§ Source records:
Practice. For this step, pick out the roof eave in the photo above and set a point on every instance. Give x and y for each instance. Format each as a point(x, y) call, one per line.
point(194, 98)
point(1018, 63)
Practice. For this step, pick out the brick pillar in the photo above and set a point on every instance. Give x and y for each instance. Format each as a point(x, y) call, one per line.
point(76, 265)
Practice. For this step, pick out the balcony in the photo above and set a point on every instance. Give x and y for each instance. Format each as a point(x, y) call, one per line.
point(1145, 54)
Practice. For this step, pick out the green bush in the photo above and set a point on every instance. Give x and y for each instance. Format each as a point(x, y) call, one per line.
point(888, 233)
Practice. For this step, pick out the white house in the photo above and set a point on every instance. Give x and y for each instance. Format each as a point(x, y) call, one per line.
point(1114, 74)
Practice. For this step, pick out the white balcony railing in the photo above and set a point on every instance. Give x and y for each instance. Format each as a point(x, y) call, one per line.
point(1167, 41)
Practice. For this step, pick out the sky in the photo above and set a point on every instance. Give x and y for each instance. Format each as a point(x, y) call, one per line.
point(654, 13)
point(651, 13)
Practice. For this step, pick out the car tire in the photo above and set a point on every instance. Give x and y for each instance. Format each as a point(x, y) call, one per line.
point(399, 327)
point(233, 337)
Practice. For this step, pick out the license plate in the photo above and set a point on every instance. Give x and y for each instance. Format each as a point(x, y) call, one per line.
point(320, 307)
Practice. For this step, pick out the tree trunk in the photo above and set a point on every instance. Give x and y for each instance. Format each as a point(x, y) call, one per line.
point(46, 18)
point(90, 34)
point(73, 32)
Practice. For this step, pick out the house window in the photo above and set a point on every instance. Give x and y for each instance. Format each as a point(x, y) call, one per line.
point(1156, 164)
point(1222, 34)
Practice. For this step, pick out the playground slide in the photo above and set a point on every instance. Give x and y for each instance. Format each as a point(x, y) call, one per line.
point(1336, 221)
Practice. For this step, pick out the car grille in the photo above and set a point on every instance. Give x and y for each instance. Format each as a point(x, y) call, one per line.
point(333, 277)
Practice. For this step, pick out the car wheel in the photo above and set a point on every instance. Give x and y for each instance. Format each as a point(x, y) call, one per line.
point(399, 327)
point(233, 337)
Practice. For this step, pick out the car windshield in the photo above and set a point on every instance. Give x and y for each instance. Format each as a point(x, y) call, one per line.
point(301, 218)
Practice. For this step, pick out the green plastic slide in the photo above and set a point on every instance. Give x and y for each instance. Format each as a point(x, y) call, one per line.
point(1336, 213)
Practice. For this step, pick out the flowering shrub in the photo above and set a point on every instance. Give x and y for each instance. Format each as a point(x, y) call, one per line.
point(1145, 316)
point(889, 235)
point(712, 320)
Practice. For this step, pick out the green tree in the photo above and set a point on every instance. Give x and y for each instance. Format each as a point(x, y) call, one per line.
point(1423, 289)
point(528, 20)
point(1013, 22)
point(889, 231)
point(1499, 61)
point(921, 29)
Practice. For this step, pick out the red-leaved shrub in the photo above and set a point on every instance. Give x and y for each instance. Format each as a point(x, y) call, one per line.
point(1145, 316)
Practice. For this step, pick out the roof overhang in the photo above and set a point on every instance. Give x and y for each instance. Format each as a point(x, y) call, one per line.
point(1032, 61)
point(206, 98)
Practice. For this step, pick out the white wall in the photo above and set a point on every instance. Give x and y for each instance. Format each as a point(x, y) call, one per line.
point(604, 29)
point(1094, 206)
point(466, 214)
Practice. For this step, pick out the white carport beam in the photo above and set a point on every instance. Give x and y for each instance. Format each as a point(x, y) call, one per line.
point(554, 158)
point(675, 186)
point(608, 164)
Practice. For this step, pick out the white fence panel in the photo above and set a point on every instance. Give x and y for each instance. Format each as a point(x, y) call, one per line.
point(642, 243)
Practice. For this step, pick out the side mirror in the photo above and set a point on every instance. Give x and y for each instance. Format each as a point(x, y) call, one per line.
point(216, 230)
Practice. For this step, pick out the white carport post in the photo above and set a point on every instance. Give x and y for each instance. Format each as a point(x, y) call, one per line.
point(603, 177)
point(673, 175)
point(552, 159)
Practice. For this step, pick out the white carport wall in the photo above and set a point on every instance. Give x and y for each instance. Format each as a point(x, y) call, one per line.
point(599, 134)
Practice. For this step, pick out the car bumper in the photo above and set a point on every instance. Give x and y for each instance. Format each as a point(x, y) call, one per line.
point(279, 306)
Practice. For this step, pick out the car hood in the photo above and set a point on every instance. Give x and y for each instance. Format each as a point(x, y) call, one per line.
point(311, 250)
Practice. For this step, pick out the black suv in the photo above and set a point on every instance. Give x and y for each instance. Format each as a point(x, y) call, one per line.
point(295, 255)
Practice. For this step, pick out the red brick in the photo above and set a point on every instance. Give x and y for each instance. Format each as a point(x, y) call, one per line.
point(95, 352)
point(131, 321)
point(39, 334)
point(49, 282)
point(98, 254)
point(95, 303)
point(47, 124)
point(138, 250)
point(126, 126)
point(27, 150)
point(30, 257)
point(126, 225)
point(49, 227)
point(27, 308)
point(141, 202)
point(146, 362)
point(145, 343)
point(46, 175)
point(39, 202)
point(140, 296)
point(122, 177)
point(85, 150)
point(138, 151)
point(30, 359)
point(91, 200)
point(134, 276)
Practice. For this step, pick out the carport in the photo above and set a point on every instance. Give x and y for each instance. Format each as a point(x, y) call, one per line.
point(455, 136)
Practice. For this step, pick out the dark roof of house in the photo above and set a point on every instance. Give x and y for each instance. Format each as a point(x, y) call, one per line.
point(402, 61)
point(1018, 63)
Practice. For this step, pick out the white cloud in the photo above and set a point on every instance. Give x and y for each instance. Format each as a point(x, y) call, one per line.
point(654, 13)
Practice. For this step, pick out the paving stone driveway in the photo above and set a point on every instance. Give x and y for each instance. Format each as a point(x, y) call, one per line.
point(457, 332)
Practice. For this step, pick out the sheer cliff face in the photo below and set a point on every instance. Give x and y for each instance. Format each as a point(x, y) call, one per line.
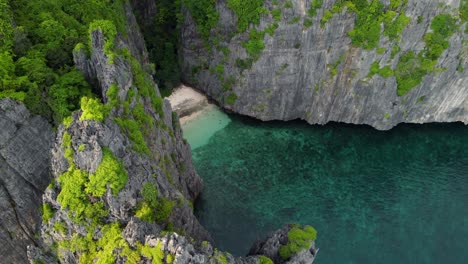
point(25, 142)
point(311, 67)
point(123, 182)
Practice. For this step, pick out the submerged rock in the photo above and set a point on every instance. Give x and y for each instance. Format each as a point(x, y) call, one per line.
point(308, 67)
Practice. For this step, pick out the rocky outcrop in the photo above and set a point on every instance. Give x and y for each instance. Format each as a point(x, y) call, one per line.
point(309, 69)
point(25, 143)
point(123, 180)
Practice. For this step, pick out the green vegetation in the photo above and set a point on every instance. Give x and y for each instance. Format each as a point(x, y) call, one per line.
point(156, 254)
point(92, 109)
point(162, 38)
point(412, 68)
point(36, 55)
point(369, 17)
point(334, 67)
point(265, 260)
point(385, 72)
point(298, 240)
point(47, 212)
point(231, 99)
point(110, 172)
point(247, 12)
point(134, 133)
point(464, 13)
point(109, 30)
point(220, 258)
point(204, 13)
point(381, 50)
point(60, 227)
point(153, 203)
point(314, 6)
point(82, 147)
point(255, 45)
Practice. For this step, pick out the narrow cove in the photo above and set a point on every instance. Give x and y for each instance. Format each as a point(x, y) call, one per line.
point(374, 197)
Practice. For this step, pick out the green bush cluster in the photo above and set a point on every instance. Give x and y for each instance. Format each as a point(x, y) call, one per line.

§ Task statement:
Return every line of the records exactly as given, pictures excluded.

§ Expected answer:
Practice. For this step, pick out the roof eave in the photo above and set a point on every instance. Give x and y for each instance. Format each as a point(x, y) call, one per line.
point(194, 98)
point(1018, 63)
Practice. For this step, pick out the brick pillar in the photo above and set a point on every instance. Give x and y for each instance. Format each as a point(x, y) call, one per line.
point(76, 265)
Practice. For this step, pick out the balcony in the photo above and set a point on every instance. Give x and y for each instance. Format each as a point(x, y) call, one per line.
point(1145, 54)
Practice. For this step, pick out the green bush in the photo above and set a point on every instance. Give x and y for each instance. Format each as a point(x, y) call, one per line.
point(888, 233)
Practice. For this step, pick out the white house in the photo above and set a point on every instance. Give x and y for each instance. Format each as a point(x, y) call, one per line.
point(1114, 74)
Practice. For this step, pick out the white balcony railing in the photo above and set a point on every instance. Give x and y for each instance. Format each as a point(x, y) call, one per line.
point(1167, 41)
Practice. For this step, pick out the sky in the photo above and set a point on every instance. Give x and y for each instance. Format each as a point(x, y) call, one per line.
point(654, 13)
point(651, 13)
Practice. For this step, pick out the car tire in the photo above and set a point on every instance. Give x and y for each instance. Format each as a point(x, y) call, one per line.
point(399, 327)
point(233, 337)
Practice. For this step, pick out the license plate in the photo above and set a point on every instance. Give x and y for each instance. Format each as a point(x, y) call, one per line.
point(320, 307)
Practice. For this step, pick out the tree trunk in the photo above and set a point on every instance. Give x and y for each instance. Format each as a point(x, y) call, one per line.
point(46, 18)
point(90, 34)
point(73, 32)
Practice. For this step, pick out the house window in the photo above and set a point on every instance. Give x and y for each instance. Format each as a point(x, y) call, one per line.
point(1156, 164)
point(1222, 34)
Practice. For this step, pick out the playground slide in the photo above and set a point on every instance. Give x and y for each instance. Format each as a point(x, y) call, one per line.
point(1336, 221)
Practice. For this step, pick out the car grille in the photo above and set a point on every instance. Give x and y for each instance. Format each as a point(x, y) call, one per line.
point(333, 277)
Practice. For this step, pick out the car wheel in the photo above and set a point on every instance. Give x and y for each instance. Format each as a point(x, y) call, one per line.
point(399, 327)
point(233, 337)
Practice. For this step, pick out the car windshield in the photo above and set a point on every instance. Give x and y for each instance. Format each as a point(x, y) call, one per line.
point(301, 218)
Practice. For this step, pick out the green plastic slide in the photo above and set a point on every instance. Give x and y for each instance. Format each as a point(x, y) call, one per line.
point(1336, 213)
Practice. For this step, pick out the flowering shrub in the photo above and set a point on every instance. Give x and y for each instance. Format each as a point(x, y) call, one per line.
point(1145, 316)
point(889, 235)
point(712, 320)
Practice. For this step, pick out the green tree in the photo above and set a point on every instance. Give x and y for each instance. Format each as a point(x, y) call, one per line.
point(1423, 289)
point(528, 20)
point(1013, 22)
point(889, 231)
point(1499, 61)
point(921, 29)
Practice. For this step, pick out the red-leaved shrub in the photo above and set a point on every instance. Give x and y for each instance. Format each as a point(x, y) call, one per line.
point(1145, 316)
Practice. For this step, pick out the roof overhang in the photo above and set a point on every instance. Give x and y for each instance. Format each as a point(x, y) call, one per line.
point(1032, 61)
point(206, 98)
Practice. For this step, pick out the white wall in the photo above and set a point on every instance. Give x and y for each instance. Format each as a point(x, y) call, one per line.
point(604, 29)
point(1094, 206)
point(466, 214)
Practice. For this step, pick out the white carport beam in the photo above and set a point on every instance. Give x and y for each instance. Format each as a point(x, y) call, one per line.
point(554, 158)
point(675, 186)
point(608, 164)
Practice. For this step, pick out the white fence panel in the photo above and set a point on every instance. Give x and y for each instance. Format each as a point(x, y) call, one per line.
point(642, 243)
Practice. For this step, pick out the side mirror in the photo above and set a point on every instance. Give x and y for each instance. Format each as a point(x, y) call, one per line.
point(216, 230)
Practice. For this step, pick out the white carport post in the photo above and set a point on every instance. Give x and y for each instance. Format each as a point(x, y) call, one per line.
point(603, 177)
point(673, 175)
point(552, 159)
Practice. For this step, pick out the white carport wall in the photo above and set a point on every instance. Give x and y for each instance. Format each as a point(x, y) call, one per line.
point(599, 134)
Practice. For this step, pick out the car bumper in the photo above and set a point on every instance. Give x and y for each instance. Format each as a point(x, y) call, one per line.
point(279, 306)
Practice. For this step, pick out the car hood in the photo above and set a point on every instance. Give x and y for each instance. Format each as a point(x, y) call, one per line.
point(311, 250)
Practice. For this step, pick out the black suv in the photo above and set a point on every instance. Give x and y for each instance. Format each as a point(x, y) call, one per line.
point(295, 255)
Practice. For this step, pick out the red brick in the photo above and set a point on every instance. Give x and y for each instance. Format each as a point(x, y) call, one per line.
point(95, 352)
point(131, 321)
point(39, 334)
point(49, 282)
point(98, 254)
point(95, 303)
point(47, 124)
point(138, 250)
point(126, 126)
point(27, 150)
point(30, 257)
point(126, 225)
point(49, 227)
point(27, 308)
point(141, 202)
point(146, 362)
point(145, 343)
point(46, 175)
point(39, 202)
point(140, 296)
point(122, 177)
point(85, 150)
point(138, 151)
point(30, 359)
point(91, 200)
point(134, 276)
Practice. For this step, pick out the carport in the photo above and set a point on every instance. Give x and y for each instance. Format each as a point(x, y) call, one per line.
point(455, 136)
Practice. For this step, pick out the dark roof of house in the photo above and set a point on every instance. Give x and y for each instance. Format each as a point(x, y) call, one per line.
point(402, 61)
point(1018, 63)
Practice. For this step, pick out the white cloud in the photo above and set a point on every instance. Give x and y for each instance. Format each as a point(x, y) call, one per line.
point(654, 13)
Practice. For this step, pick out the paving stone driveway in the photo above and set a point on every instance. Give x and y for each instance. Format each as a point(x, y) call, one per line.
point(457, 332)
Practice. For this step, pick out the sheer cliff face in the photo below and set a point on every instance. Give x and y for each instance. Format each as a point(x, y) call, one per line.
point(25, 142)
point(311, 67)
point(123, 182)
Practice. For this step, pick out the submerged rock in the photo above and set a point on every instance. Give x and y for each instance. Format each as a point(x, y) call, one per line.
point(308, 67)
Practice. For this step, pick out the rocky outcrop in the photo above and set a point on every instance. Give x and y for each instance. Format each as a point(x, y) call, one per line.
point(309, 69)
point(25, 143)
point(123, 180)
Practice. For this step, pick out the green vegetation in the photo above and set a point on every instance. Give x and y for each instance. Format each as a point(x, y) call, one per line.
point(156, 254)
point(92, 109)
point(162, 38)
point(412, 68)
point(36, 55)
point(369, 17)
point(334, 67)
point(265, 260)
point(385, 72)
point(298, 240)
point(47, 212)
point(231, 99)
point(110, 172)
point(247, 12)
point(134, 133)
point(464, 13)
point(109, 30)
point(220, 258)
point(204, 13)
point(381, 50)
point(60, 227)
point(153, 203)
point(314, 6)
point(82, 147)
point(255, 45)
Practice. For this step, pick out the narrow cove in the photo above and set a point on every instance. Give x and y for each instance. Format each as a point(x, y) call, one per line.
point(374, 197)
Practice. For this step, pick out the green bush cluster in the photo above and set a point on every instance. Give x and y for each instance. Format each as a point(x, y) call, one per line.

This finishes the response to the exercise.